- [Okuma Metni]:

Hakaret Cezası

Hakaret, kişinin onur, şeref ve haysiyetine yapılan saldırıdır. Haksız olarak bir kimsenin onuruna, şeref ve haysiyetine saldırıda bulunmak hakaret ve sövme suçuna vücut vermektedir. Ceza hukuku kişiyi, onuruna, şeref ve haysiyetine dokunan fiillere karşı korumaktadır. Türk Ceza Kanunu, hakaret suçunu “Şerefe Karşı Suçlar” başlığı altında düzenlemiştir. Buna göre;

Ceza Hukuku İçerikler

Madde 125- (1) Bir kimseye onur, şeref ve saygınlığını rencide edebilecek nitelikte somut bir fiil veya olgu isnat eden (…) veya sövmek suretiyle bir kimsenin onur, şeref ve saygınlığına saldıran kişi, üç aydan iki yıla kadar hapis veya adlî para cezası ile cezalandırılır. Mağdurun gıyabında hakaretin cezalandırılabilmesi için fiilin en az üç kişiyle ihtilat ederek işlenmesi gerekir.

(2) Fiilin, mağduru muhatap alan sesli, yazılı veya görüntülü bir iletiyle işlenmesi halinde, yukarıdaki fıkrada belirtilen cezaya hükmolunur.

(3) Hakaret suçunun;

a) Kamu görevlisine karşı görevinden dolayı,

b) Dini, siyasi, sosyal, felsefi inanç, düşünce ve kanaatlerini açıklamasından, değiştirmesinden, yaymaya çalışmasından, mensup olduğu dinin emir ve yasaklarına uygun davranmasından dolayı,

c) Kişinin mensup bulunduğu dine göre kutsal sayılan değerlerden bahisle, İşlenmesi halinde, cezanın alt sınırı bir yıldan az olamaz.

(4) (Değişik: 29/6/2005 – 5377/15 md) Hakaretin alenen işlenmesi halinde ceza altıda biri oranında artırılır.

(5) (Değişik: 29/6/2005 – 5377/15 md) Kurul hâlinde çalışan kamu görevlilerine görevlerinden dolayı hakaret edilmesi hâlinde suç, kurulu oluşturan üyelere karşı işlenmiş sayılır. Ancak, bu durumda zincirleme suça ilişkin madde hükümleri uygulanır.

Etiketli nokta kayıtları
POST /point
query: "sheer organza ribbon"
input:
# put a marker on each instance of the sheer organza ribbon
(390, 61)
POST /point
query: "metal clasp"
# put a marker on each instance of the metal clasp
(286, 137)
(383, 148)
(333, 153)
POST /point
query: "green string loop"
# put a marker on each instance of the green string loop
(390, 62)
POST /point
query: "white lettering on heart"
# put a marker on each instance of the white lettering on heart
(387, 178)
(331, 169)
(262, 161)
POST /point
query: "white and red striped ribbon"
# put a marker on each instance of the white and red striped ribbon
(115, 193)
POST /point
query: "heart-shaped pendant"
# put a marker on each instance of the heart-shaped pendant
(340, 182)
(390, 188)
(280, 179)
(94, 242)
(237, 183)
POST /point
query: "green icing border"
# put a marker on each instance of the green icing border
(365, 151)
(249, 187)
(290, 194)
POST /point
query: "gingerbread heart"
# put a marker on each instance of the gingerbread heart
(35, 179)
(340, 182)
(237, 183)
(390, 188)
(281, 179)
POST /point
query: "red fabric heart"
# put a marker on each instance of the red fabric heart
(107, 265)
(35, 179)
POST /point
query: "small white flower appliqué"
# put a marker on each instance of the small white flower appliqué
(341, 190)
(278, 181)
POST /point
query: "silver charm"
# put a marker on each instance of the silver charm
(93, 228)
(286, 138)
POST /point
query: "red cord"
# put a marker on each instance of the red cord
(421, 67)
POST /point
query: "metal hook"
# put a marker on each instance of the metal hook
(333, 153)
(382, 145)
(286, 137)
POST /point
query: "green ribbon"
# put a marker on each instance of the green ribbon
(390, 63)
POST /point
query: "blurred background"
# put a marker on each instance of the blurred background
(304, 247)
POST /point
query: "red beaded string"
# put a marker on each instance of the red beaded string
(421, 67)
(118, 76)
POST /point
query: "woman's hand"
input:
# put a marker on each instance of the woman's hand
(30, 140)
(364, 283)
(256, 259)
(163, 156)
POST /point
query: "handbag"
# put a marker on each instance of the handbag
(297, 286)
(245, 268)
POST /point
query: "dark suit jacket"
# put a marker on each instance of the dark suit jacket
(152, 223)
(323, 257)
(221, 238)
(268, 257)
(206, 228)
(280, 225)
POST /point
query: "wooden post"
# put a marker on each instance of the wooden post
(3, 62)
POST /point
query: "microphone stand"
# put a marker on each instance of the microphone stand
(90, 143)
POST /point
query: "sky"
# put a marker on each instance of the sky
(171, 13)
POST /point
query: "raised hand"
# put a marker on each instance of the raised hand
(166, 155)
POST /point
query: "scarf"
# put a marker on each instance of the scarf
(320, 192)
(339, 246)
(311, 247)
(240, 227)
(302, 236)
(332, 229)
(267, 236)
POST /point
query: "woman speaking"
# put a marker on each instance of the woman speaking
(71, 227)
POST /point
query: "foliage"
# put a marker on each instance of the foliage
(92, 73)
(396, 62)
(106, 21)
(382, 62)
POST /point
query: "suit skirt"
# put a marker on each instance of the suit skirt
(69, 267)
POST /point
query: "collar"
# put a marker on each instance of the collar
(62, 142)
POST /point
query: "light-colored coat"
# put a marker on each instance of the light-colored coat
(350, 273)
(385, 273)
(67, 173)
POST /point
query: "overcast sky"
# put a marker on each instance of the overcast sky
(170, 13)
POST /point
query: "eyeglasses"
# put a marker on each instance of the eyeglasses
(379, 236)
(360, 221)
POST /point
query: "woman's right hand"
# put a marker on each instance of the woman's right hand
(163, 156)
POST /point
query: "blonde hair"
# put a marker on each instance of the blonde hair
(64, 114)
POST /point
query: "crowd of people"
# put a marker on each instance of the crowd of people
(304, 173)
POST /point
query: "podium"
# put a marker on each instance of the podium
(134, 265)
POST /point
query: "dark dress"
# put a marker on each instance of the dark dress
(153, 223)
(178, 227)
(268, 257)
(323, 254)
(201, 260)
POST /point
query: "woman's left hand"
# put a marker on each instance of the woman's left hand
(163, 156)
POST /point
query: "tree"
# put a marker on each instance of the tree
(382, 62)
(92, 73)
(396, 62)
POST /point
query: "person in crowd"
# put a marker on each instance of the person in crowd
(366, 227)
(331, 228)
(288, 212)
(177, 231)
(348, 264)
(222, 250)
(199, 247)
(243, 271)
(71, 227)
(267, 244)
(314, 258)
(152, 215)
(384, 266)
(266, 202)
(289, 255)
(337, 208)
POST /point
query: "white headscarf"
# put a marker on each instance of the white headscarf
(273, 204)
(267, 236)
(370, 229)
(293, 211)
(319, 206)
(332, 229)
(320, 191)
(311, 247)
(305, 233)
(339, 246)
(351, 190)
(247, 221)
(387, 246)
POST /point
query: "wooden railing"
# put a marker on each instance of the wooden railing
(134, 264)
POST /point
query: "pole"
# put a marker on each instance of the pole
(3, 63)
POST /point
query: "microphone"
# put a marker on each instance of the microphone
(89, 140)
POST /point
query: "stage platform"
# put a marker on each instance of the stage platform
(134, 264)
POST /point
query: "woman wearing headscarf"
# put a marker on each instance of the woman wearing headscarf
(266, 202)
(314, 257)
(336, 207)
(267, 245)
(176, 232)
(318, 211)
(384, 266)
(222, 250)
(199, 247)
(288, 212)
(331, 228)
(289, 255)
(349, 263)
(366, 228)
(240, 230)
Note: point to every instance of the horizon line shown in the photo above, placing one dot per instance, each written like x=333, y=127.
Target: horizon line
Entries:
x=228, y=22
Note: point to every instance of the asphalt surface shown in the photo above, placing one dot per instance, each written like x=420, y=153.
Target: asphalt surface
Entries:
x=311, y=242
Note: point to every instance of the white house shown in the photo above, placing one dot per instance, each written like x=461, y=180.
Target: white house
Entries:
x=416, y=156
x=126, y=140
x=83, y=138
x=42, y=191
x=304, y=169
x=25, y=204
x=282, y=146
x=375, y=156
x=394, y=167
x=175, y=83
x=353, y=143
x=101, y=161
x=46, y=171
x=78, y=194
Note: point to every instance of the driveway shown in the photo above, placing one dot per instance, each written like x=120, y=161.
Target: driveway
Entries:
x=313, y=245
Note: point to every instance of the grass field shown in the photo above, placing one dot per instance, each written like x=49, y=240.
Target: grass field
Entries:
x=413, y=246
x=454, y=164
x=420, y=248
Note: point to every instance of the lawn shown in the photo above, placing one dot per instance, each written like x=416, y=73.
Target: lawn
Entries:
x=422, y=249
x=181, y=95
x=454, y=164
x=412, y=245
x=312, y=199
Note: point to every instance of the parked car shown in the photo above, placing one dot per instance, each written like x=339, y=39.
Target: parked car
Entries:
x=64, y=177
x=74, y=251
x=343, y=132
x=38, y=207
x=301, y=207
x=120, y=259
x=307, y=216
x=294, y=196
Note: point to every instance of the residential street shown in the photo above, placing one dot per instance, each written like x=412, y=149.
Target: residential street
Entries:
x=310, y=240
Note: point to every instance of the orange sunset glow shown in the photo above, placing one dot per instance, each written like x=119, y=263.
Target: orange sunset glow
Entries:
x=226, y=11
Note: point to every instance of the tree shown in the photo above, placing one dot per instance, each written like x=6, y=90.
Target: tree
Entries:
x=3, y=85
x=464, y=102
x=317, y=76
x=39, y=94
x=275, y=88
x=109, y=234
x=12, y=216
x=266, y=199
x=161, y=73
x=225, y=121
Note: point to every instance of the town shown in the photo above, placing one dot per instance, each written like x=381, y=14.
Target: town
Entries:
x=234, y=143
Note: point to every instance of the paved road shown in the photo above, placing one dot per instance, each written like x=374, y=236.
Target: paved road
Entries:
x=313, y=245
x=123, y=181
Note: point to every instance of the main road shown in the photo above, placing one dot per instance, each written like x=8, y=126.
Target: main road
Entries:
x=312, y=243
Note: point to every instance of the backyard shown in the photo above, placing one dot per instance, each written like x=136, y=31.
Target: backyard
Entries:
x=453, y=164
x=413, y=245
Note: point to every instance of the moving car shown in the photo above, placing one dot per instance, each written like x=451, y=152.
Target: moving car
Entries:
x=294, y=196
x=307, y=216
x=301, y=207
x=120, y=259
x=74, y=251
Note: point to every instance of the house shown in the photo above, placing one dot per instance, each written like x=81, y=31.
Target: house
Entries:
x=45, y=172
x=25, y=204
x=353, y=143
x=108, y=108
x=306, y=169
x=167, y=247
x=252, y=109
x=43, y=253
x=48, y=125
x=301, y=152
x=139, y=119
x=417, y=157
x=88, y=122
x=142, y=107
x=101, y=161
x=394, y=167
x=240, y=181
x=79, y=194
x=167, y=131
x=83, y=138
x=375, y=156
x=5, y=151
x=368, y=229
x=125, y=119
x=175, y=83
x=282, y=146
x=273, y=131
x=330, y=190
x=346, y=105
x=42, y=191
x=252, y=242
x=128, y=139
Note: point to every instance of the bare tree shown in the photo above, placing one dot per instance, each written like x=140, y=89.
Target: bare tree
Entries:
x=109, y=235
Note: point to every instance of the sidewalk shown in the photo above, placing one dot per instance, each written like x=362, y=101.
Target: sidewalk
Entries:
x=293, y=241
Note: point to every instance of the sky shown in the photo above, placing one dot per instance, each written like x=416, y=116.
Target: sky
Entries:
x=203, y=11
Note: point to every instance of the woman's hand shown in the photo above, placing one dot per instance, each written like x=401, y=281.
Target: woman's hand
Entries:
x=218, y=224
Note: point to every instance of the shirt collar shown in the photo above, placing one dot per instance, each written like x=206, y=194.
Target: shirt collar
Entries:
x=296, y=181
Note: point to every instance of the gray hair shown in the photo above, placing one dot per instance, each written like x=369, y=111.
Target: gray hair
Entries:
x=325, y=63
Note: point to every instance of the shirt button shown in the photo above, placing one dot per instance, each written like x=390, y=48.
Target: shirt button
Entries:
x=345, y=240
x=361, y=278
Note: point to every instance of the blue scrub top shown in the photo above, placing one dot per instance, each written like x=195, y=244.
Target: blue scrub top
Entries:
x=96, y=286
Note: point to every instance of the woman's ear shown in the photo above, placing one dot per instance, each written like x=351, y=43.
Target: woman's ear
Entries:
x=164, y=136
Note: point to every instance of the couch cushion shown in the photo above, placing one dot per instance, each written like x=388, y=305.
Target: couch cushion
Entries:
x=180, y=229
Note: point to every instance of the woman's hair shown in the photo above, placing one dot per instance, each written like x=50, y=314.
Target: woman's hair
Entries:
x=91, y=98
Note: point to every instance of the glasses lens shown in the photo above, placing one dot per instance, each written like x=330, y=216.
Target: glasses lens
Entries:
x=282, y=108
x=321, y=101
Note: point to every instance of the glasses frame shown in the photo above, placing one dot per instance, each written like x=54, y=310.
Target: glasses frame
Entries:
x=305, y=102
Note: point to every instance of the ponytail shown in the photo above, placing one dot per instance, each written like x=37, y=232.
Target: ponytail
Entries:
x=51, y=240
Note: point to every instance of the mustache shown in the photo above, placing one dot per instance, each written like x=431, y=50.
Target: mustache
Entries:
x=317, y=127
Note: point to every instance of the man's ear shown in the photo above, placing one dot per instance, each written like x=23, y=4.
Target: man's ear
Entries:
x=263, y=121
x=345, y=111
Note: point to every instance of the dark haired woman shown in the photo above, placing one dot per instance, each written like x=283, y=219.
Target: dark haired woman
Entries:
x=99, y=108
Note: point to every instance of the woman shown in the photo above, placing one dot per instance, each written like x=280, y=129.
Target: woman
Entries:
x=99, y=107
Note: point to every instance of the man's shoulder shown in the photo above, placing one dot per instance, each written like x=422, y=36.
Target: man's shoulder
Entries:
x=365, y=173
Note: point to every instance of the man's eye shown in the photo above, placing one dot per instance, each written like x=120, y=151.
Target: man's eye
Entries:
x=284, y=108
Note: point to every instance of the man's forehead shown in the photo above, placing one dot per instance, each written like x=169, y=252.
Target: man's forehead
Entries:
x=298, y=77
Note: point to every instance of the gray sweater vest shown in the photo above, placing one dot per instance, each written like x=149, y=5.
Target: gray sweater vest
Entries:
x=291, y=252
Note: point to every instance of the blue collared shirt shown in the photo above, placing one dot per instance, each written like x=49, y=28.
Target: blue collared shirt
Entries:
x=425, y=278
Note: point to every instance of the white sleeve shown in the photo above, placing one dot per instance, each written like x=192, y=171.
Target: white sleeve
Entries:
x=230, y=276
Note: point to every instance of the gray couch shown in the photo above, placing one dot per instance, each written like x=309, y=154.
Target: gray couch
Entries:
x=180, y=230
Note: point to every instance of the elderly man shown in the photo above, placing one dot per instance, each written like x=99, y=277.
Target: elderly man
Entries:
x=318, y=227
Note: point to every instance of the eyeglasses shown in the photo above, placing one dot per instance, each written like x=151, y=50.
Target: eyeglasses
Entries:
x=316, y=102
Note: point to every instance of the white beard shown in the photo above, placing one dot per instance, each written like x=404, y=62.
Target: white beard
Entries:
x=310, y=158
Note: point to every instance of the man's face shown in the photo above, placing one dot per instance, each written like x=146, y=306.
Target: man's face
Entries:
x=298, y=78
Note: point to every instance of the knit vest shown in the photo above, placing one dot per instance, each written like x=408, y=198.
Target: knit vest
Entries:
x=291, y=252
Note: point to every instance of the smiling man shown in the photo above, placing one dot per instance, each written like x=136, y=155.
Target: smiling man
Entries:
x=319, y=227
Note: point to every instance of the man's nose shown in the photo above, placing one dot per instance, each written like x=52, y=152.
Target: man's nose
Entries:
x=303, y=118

- [Görev Listesi]:
a. Hakaret Cezası metnindeki "Hakaretin alenen işlenmesi halinde ceza altıda biri oranında artırılır." cümlesini İngilizceye çevirin.
b. Hakaret Cezası metninde "(3) Hakaret suçunun;" ile başlayıp "yıldan az olamaz." ile biten bölümü, "Kamu görevlisine" yerine "Devlet memuruna" koyarak yeniden yazın.
Veriler, Hakaret Cezası metniyle ilgili değildir.

- [Cevap Anahtarı]:
a. If the insult is committed publicly, the penalty is increased by one sixth.

b.
(3) Hakaret suçunun;

a) Devlet memuruna karşı görevinden dolayı,

b) Dini, siyasi, sosyal, felsefi inanç, düşünce ve kanaatlerini açıklamasından, değiştirmesinden, yaymaya çalışmasından, mensup olduğu dinin emir ve yasaklarına uygun davranmasından dolayı,

c) Kişinin mensup bulunduğu dine göre kutsal sayılan değerlerden bahisle, İşlenmesi halinde, cezanın alt sınırı bir yıldan az olamaz.